**Selected passage:**
For those considering implementing the activities highlighted in our case study, there are several key pieces of advice to bear in mind. Begin by engaging in discussions at both university and faculty levels about the strategic significance of acquiring access to ACC licences for students and staff. Exploring this avenue may not only be financially beneficial but could also offer us a competitive edge, especially when compared to rival institutions with institution-wide ACC licences.

When considering alternative platforms to ACC, such as Canva, it is vital to weigh the costs against the benefits. Though Canva is free to some degree of use, its functionality,
accessibility and design choices are somewhat limited. Consequently, it does not match the versatility and creative potential that ACC offers.

Organising a programme workshop provides an opportunity to evaluate the feasibility and potential impact of integrating ACC across the curriculum. It is an occasion to brainstorm, gather insights, and assess the broader implications including areas of inclusivity and accessibility. Understanding how students will access and use the software, and how they can be supported in doing so was paramount to our project’s planning. Where students required further support in this project, this was offered in the way of direct feedback and an exploration of assistive technology from both the partner agency and the University team.

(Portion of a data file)
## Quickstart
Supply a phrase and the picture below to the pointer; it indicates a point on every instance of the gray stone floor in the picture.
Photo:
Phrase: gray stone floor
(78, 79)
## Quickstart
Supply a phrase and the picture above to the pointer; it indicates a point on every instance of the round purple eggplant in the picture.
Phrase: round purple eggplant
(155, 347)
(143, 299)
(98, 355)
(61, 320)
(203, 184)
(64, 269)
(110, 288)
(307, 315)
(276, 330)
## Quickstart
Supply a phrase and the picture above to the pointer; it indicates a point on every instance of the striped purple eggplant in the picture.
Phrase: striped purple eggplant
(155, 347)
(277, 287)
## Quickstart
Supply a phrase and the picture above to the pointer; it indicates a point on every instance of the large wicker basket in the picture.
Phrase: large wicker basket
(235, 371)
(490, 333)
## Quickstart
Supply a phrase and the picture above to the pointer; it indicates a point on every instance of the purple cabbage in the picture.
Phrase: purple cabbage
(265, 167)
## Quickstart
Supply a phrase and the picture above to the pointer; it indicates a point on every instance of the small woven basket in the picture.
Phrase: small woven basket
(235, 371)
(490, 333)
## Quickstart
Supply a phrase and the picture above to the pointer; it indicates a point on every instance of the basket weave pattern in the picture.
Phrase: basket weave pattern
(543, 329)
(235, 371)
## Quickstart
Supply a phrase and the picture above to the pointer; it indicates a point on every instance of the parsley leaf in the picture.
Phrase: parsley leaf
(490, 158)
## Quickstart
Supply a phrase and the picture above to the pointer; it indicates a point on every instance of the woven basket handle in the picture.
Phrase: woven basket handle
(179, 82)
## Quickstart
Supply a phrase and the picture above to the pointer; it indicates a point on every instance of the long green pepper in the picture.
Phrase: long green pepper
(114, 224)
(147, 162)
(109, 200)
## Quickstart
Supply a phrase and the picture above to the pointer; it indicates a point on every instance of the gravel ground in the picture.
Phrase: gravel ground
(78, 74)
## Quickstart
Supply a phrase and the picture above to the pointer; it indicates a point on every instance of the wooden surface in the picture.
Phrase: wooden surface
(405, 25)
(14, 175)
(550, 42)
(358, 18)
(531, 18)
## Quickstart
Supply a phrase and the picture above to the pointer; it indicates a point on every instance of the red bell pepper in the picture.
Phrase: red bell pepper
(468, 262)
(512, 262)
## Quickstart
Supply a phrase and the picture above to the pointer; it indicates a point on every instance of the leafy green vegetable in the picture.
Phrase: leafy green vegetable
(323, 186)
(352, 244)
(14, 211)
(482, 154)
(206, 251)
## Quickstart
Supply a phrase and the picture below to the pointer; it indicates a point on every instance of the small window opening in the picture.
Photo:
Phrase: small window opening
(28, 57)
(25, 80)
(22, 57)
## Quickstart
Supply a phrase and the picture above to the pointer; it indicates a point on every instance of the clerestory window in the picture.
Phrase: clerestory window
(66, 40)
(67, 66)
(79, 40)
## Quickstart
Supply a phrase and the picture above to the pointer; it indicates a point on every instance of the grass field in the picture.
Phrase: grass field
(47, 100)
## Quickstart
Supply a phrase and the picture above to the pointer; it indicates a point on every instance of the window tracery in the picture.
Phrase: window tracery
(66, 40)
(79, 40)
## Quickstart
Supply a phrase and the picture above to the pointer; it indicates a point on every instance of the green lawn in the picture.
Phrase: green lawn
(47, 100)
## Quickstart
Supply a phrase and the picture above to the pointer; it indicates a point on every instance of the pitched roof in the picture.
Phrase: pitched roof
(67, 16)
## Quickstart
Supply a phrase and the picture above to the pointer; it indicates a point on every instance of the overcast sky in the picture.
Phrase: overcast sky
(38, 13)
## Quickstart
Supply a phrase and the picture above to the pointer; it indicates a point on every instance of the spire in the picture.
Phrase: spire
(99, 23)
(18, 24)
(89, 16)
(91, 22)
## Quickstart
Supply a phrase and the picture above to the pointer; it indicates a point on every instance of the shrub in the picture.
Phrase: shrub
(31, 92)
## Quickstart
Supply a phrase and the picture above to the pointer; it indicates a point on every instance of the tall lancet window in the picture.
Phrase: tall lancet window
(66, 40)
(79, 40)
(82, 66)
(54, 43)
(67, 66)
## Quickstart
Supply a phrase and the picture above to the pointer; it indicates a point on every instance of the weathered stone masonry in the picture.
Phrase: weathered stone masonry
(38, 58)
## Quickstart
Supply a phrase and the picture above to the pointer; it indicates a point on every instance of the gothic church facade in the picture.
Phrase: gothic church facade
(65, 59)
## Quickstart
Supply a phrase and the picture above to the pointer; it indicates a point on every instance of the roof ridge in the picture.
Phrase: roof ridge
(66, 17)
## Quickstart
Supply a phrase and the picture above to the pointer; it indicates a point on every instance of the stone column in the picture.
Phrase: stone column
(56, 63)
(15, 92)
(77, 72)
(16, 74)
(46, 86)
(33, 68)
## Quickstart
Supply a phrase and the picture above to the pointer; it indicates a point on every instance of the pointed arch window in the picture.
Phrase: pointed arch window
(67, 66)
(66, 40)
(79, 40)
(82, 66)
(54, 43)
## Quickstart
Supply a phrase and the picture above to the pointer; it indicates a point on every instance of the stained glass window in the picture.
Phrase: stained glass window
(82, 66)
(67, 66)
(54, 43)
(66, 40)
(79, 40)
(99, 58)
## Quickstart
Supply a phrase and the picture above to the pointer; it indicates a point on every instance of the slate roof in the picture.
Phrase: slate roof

**Given request:** Please copy the passage on ACC licenses word for word, beginning at the words "For those considering" and stopping after the words "that ACC offers.". The lines shown here are separate material.

**Answer to the task:**
For those considering implementing the activities highlighted in our case study, there are several key pieces of advice to bear in mind. Begin by engaging in discussions at both university and faculty levels about the strategic significance of acquiring access to ACC licences for students and staff. Exploring this avenue may not only be financially beneficial but could also offer us a competitive edge, especially when compared to rival institutions with institution-wide ACC licences.

When considering alternative platforms to ACC, such as Canva, it is vital to weigh the costs against the benefits. Though Canva is free to some degree of use, its functionality,
accessibility and design choices are somewhat limited. Consequently, it does not match the versatility and creative potential that ACC offers.